* _Reading passage_
○ ○ ○ ○ ○ ○ ○
The Next Pandemic
By: Carlo CaduffThe novel H1N1 virus has been elected the “virus of the year.” According to the journal Science, the pandemic was a “near miss.” As the authors of the short piece argue, the “H1N1 virus was less virulent than feared, but the next pandemic could be worse.” Prepare for the next pandemic is the message.
What kind of work is the trope of the Next Pandemic doing? Might it not be worth investigating the current pandemic first, before we jump to the next? Before we orient ourselves towards the near future, it might be necessary to first inhabit the recent past in some meaningful way. What, in fact, has just happened? Apparently, it is easier for experts to take responsibility for the future than for the past.
Just to remind ourselves:
1. Most experts predicted the emergence of an H5 virus. It was an H1 virus.
2. Most experts predicted that the pandemic would start off in South-East Asia. It turned out to be closer to home.
3. Most experts predicted that it would be a devastating event. WHO now calls it a “moderate” pandemic.
4. Most experts predicted serious consequences for critical infrastructure.
Good luck with the next predictions! Trust your expert!
January 1st, 2010 at 9:36 am
Carlo — Isn’t the implication of what you are saying that: (a) there may not be a way to “inhabit the past in some meaningful way”? (b) that accurate prognostication cannot and should not be the norm of legitimate expertise in this game?
January 1st, 2010 at 10:46 am
… yes, that’s Luhmann’s argument. The failure of scientific prediction makes it not necessarily useless, on the contrary.
As to a): Inquiry as a way of engaging the recent past? The re-emerging rhetoric of the next pandemic is increasingly blocking such inquiry.
○ ○ ○ ○ ○ ○ ○
* _Records shown_
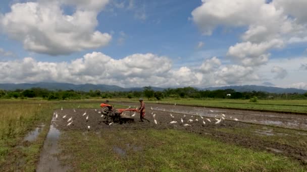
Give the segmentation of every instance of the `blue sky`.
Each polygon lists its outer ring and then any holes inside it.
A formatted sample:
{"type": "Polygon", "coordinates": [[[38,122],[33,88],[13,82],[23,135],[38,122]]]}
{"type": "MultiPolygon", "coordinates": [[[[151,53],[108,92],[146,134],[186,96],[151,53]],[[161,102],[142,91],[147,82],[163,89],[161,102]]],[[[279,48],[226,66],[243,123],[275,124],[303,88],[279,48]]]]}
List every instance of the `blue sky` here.
{"type": "Polygon", "coordinates": [[[2,1],[0,67],[11,71],[32,67],[20,71],[28,74],[25,76],[2,72],[2,82],[103,82],[126,87],[270,82],[307,89],[306,79],[292,77],[307,70],[303,67],[307,64],[307,13],[293,10],[307,4],[300,0],[287,3],[2,1]],[[56,17],[48,16],[46,9],[56,17]],[[84,18],[76,15],[83,12],[84,18]],[[38,19],[43,16],[44,20],[38,19]],[[104,35],[93,36],[96,31],[104,35]],[[297,64],[289,66],[289,59],[297,64]],[[89,64],[98,65],[106,59],[108,64],[96,73],[90,71],[89,64]],[[132,64],[132,59],[137,61],[132,64]],[[63,68],[54,68],[53,63],[63,68]],[[122,71],[110,68],[118,66],[123,66],[122,71]],[[99,74],[106,72],[108,77],[99,74]]]}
○ ○ ○ ○ ○ ○ ○
* _What you have to do_
Pick up the post about the next pandemic where it stops, and keep writing from there. The records have nothing to do with the post about the next pandemic.

* _Response to the exercise_
January 4th, 2010 at 8:45 am
This is complementary to the previous discussion in interesting ways. Two modes of thinking employed by experts throughout the pandemic, and fundamental to public health as it operates today, are 1) prediction and 2) what an informant called “induction”. By induction, he meant the emphasis on basing public health action on more and better information. Thus, at the H1N1 conference in Beijing this summer, Margaret Chan from video-feed opened the proceedings by saying “What we need now is information”. The problem with this mode of thinking, as the informant argued to me, is that it can never guide action to an unexpected future event, which is precisely what is possible with an emerging disease. No matter how much information we have about the past experience with this virus, or previous flu viruses, it may not provide the proper guidance. Prediction is then a complementary mode that provides answers to questions about the future. But as we have argued before, preparedness is not prediction. Action in the present based on ‘preparedness’ relies on a metric distinct from both the accuracy of prognostication and the authority of information. What this metric is needs further specification.